Stored dataset items:
***
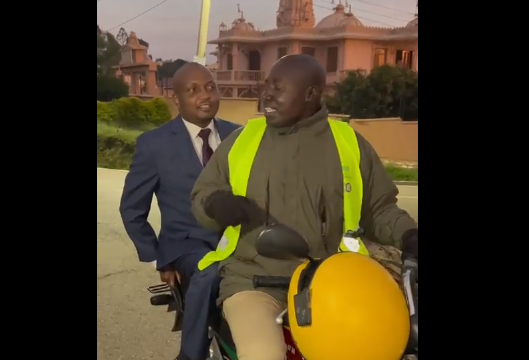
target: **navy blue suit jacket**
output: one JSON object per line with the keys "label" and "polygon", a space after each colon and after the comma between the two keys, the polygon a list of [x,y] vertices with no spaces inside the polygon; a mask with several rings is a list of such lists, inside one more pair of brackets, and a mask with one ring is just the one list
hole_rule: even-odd
{"label": "navy blue suit jacket", "polygon": [[[215,126],[221,140],[239,127],[224,120]],[[191,213],[189,196],[201,171],[181,117],[138,138],[119,210],[140,261],[157,260],[160,268],[182,254],[216,248],[221,234],[202,228]],[[162,219],[158,237],[147,221],[154,194]]]}

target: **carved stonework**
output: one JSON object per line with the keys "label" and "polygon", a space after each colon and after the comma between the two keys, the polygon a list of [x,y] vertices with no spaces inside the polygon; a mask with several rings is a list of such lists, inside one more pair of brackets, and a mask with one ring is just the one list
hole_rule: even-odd
{"label": "carved stonework", "polygon": [[312,0],[280,0],[276,25],[281,27],[314,27]]}

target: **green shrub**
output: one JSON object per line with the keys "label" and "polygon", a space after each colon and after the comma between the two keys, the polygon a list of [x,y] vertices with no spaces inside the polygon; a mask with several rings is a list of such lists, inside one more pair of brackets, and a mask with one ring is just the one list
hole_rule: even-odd
{"label": "green shrub", "polygon": [[128,169],[134,156],[136,139],[142,134],[97,122],[97,166],[109,169]]}
{"label": "green shrub", "polygon": [[129,86],[111,75],[97,75],[97,100],[112,101],[129,96]]}
{"label": "green shrub", "polygon": [[154,125],[162,125],[171,120],[171,110],[163,99],[154,99],[151,102],[153,113],[151,123]]}
{"label": "green shrub", "polygon": [[113,123],[117,120],[117,114],[112,103],[97,102],[97,121]]}
{"label": "green shrub", "polygon": [[142,101],[138,98],[121,98],[110,103],[97,104],[97,119],[116,123],[122,127],[148,130],[171,119],[169,106],[163,99]]}
{"label": "green shrub", "polygon": [[387,165],[386,170],[395,181],[419,181],[419,169]]}

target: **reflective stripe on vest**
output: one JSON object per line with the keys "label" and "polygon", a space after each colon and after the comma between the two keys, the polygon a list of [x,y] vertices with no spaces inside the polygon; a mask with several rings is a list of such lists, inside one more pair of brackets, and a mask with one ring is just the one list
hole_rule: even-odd
{"label": "reflective stripe on vest", "polygon": [[[329,119],[336,142],[343,172],[344,184],[344,234],[359,228],[362,211],[363,182],[360,172],[360,149],[354,130],[345,122]],[[252,165],[266,131],[266,119],[249,120],[235,140],[228,155],[230,185],[235,195],[246,196]],[[216,251],[211,251],[198,263],[204,270],[208,266],[228,258],[235,252],[241,226],[228,227],[219,241]],[[353,251],[369,255],[360,239],[344,238],[338,251]]]}

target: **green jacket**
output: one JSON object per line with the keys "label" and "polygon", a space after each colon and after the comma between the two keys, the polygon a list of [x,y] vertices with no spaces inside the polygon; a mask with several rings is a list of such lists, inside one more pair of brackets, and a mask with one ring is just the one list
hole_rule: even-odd
{"label": "green jacket", "polygon": [[[247,197],[262,211],[268,210],[269,223],[283,223],[303,235],[313,257],[336,253],[343,235],[342,169],[327,117],[327,110],[322,109],[293,128],[269,127],[247,191]],[[220,144],[191,193],[195,217],[205,227],[222,230],[204,213],[203,204],[217,190],[230,191],[228,154],[240,131],[234,131]],[[416,223],[397,207],[398,189],[373,147],[359,134],[357,137],[364,182],[361,227],[368,239],[400,248],[402,235],[416,228]],[[237,250],[220,263],[223,280],[219,303],[237,292],[252,290],[253,275],[290,276],[299,265],[257,255],[254,239],[262,228],[248,232],[243,226]],[[262,290],[285,300],[284,291]]]}

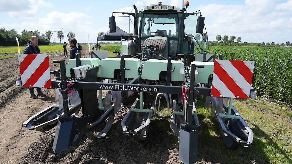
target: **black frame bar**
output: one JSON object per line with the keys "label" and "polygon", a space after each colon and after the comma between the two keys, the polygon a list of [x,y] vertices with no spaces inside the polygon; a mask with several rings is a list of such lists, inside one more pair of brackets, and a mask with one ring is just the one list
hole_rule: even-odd
{"label": "black frame bar", "polygon": [[[61,81],[52,80],[51,81],[52,88],[58,88],[59,84]],[[182,94],[182,86],[158,86],[153,85],[137,84],[122,83],[108,83],[99,82],[87,82],[84,81],[68,81],[68,83],[74,83],[74,84],[69,88],[74,88],[75,89],[90,89],[119,91],[133,91],[137,92],[146,93],[163,93],[171,94]],[[133,87],[136,87],[137,90],[131,89]],[[148,88],[147,90],[144,90],[144,88]],[[158,89],[156,89],[158,88]],[[151,88],[151,90],[149,89]],[[194,89],[199,91],[198,95],[200,96],[210,96],[211,94],[211,88],[210,88],[194,87]]]}

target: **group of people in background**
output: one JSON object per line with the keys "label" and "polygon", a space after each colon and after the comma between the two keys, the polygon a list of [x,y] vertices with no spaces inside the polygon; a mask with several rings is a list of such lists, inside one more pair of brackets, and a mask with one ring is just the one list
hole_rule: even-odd
{"label": "group of people in background", "polygon": [[100,43],[98,45],[97,44],[97,43],[95,45],[94,45],[93,44],[91,44],[91,48],[92,48],[93,51],[94,50],[95,47],[96,51],[97,50],[98,47],[98,50],[100,51]]}
{"label": "group of people in background", "polygon": [[[76,39],[75,38],[69,38],[68,39],[68,43],[69,43],[69,46],[68,47],[68,48],[69,49],[69,50],[70,51],[70,59],[75,59],[75,54],[73,56],[74,56],[74,58],[72,58],[73,56],[71,55],[71,49],[73,47],[71,44],[70,43],[70,41],[72,39],[75,39],[75,41],[76,41],[75,42],[75,46],[76,47],[76,43],[77,43],[77,41],[76,41]],[[82,50],[82,46],[80,45],[79,43],[78,44],[78,47],[76,47],[78,49],[80,49],[80,50]],[[67,44],[66,42],[64,42],[64,44],[63,44],[63,49],[64,49],[64,56],[65,57],[68,57],[68,51],[67,50]],[[76,53],[76,52],[75,52]]]}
***
GOAL:
Reproduce the listing above with "target" replaced by "object class" everywhere and nothing else altered. Omit the pictures.

ANSWER TO THIS PROBLEM:
object class: **navy blue suit jacket**
output: one JSON object per line with the keys "label" and "polygon", a space after each colon and after the comma between the two keys, the polygon a list of [x,y] vertices with no spaces inside the polygon; a mask with several rings is a list of such lists, inside one more pair of brackets, and a mask with one ring is just the one list
hole_rule: even-odd
{"label": "navy blue suit jacket", "polygon": [[[215,126],[221,140],[239,127],[224,120]],[[191,213],[189,196],[201,171],[181,117],[138,138],[119,210],[140,261],[157,260],[160,268],[182,254],[216,248],[221,234],[202,228]],[[162,219],[158,237],[147,221],[154,194]]]}

object class: **carved stonework**
output: one JSON object per line with the keys "label" and "polygon", a space after each colon and after the comma between the two keys, the polygon a list of [x,y] vertices with no spaces inside the polygon; a mask with several rings is a list of such lists, inside one more pair of brackets, and a mask with one ring is just the one list
hole_rule: even-odd
{"label": "carved stonework", "polygon": [[312,0],[280,0],[276,25],[281,27],[314,27]]}

object class: **green shrub**
output: one JSON object per line with the keys "label" and "polygon", a space after each colon and after the comma between the two keys, the polygon a list of [x,y] vertices with no spaces inside the polygon; a mask with several rings is a list of such lists, inside one more pair of brackets, and a mask with one ring is just the one list
hole_rule: even-odd
{"label": "green shrub", "polygon": [[128,169],[134,156],[136,139],[142,134],[97,122],[97,166],[109,169]]}
{"label": "green shrub", "polygon": [[129,86],[111,75],[97,75],[97,100],[112,101],[129,96]]}
{"label": "green shrub", "polygon": [[154,125],[162,125],[171,120],[171,110],[163,99],[154,99],[151,102],[153,113],[151,123]]}
{"label": "green shrub", "polygon": [[113,123],[117,120],[117,114],[112,103],[97,102],[97,121]]}
{"label": "green shrub", "polygon": [[142,101],[138,98],[121,98],[110,103],[97,104],[97,119],[116,123],[122,127],[148,130],[171,119],[169,106],[163,99]]}
{"label": "green shrub", "polygon": [[387,165],[386,170],[395,181],[419,181],[419,169]]}

object class: **reflective stripe on vest**
output: one JSON object per line with the keys "label" and "polygon", a space after each colon and after the comma between the two keys, the polygon a list of [x,y] vertices with no spaces inside the polygon; a mask with several rings is a list of such lists, inside one more pair of brackets, and a mask with one ring is just the one list
hole_rule: even-odd
{"label": "reflective stripe on vest", "polygon": [[[329,119],[336,142],[343,172],[344,184],[344,234],[359,228],[362,211],[363,182],[360,172],[360,149],[354,130],[345,122]],[[252,165],[266,131],[266,119],[249,120],[235,140],[228,155],[230,185],[235,195],[246,196]],[[216,251],[211,251],[198,263],[204,270],[208,266],[228,258],[235,252],[241,226],[228,227],[219,241]],[[353,251],[369,255],[360,239],[344,238],[338,251]]]}

object class: **green jacket**
output: one JSON object per line with the keys "label" and "polygon", a space after each colon and after the comma between the two keys, the polygon a list of [x,y] vertices with no spaces inside the polygon; a mask with several rings is a list of such lists, inside one more pair of brackets, and a mask with one ring is just the one list
hole_rule: even-odd
{"label": "green jacket", "polygon": [[[247,197],[262,211],[268,210],[269,223],[283,223],[303,235],[313,257],[336,253],[343,235],[342,169],[327,117],[327,110],[322,109],[293,128],[269,127],[247,191]],[[220,144],[191,193],[195,217],[205,227],[222,230],[204,213],[203,204],[217,190],[230,191],[228,154],[240,131],[234,131]],[[416,223],[397,207],[398,189],[373,147],[359,134],[357,137],[364,182],[361,227],[368,239],[400,248],[402,235],[416,228]],[[237,250],[220,263],[223,280],[219,303],[237,292],[252,290],[253,275],[290,276],[299,265],[257,255],[254,239],[262,228],[248,232],[243,226]],[[262,290],[285,300],[284,291]]]}

object class: **black frame bar**
output: one JSON object per line with the keys "label" and "polygon", a space after each colon and after the comma between the two keys, the polygon a list of [x,y] vertices with no spaces inside the polygon; a mask with several rings is a list of such lists, inside one more pair of brackets, and a mask with one ring is just the one list
hole_rule: even-odd
{"label": "black frame bar", "polygon": [[[61,81],[52,80],[51,81],[52,88],[58,88],[59,84]],[[182,94],[182,86],[158,86],[153,85],[137,84],[122,83],[108,83],[99,82],[87,82],[84,81],[68,81],[68,83],[74,83],[74,84],[69,88],[74,88],[75,89],[90,89],[119,91],[133,91],[137,92],[146,93],[163,93],[171,94]],[[133,87],[136,87],[137,90],[131,89]],[[148,88],[147,90],[144,90],[144,88]],[[158,89],[156,89],[158,88]],[[151,88],[151,90],[149,89]],[[194,89],[199,91],[198,95],[200,96],[210,96],[211,94],[211,88],[210,88],[194,87]]]}

object class: **group of people in background**
output: one JSON object per line with the keys "label" and "polygon", a space after each colon and after the comma between the two keys, the polygon a list of [x,y] vertices with no spaces inside the polygon; a mask with several rings is a list of such lists, inside one more pair of brackets, and a mask with one ring is just the one list
hole_rule: even-odd
{"label": "group of people in background", "polygon": [[100,43],[98,45],[97,44],[97,43],[95,45],[94,45],[93,44],[91,44],[91,48],[92,48],[93,51],[94,50],[95,47],[96,51],[97,50],[98,47],[98,50],[100,51]]}
{"label": "group of people in background", "polygon": [[[76,39],[75,38],[69,38],[68,39],[68,43],[69,43],[69,46],[68,47],[68,48],[69,49],[69,50],[70,51],[70,59],[75,59],[75,54],[73,56],[74,56],[74,58],[72,58],[73,56],[71,55],[71,49],[73,47],[71,44],[70,43],[70,41],[72,39],[75,39],[75,41],[76,41],[75,42],[75,46],[76,47],[76,43],[77,43],[77,41],[76,41]],[[82,50],[82,46],[80,45],[79,43],[78,44],[78,47],[76,47],[78,49],[80,49],[80,50]],[[67,44],[66,42],[64,42],[64,44],[63,44],[63,49],[64,49],[64,56],[65,57],[68,57],[68,51],[67,50]],[[76,53],[76,52],[75,52]]]}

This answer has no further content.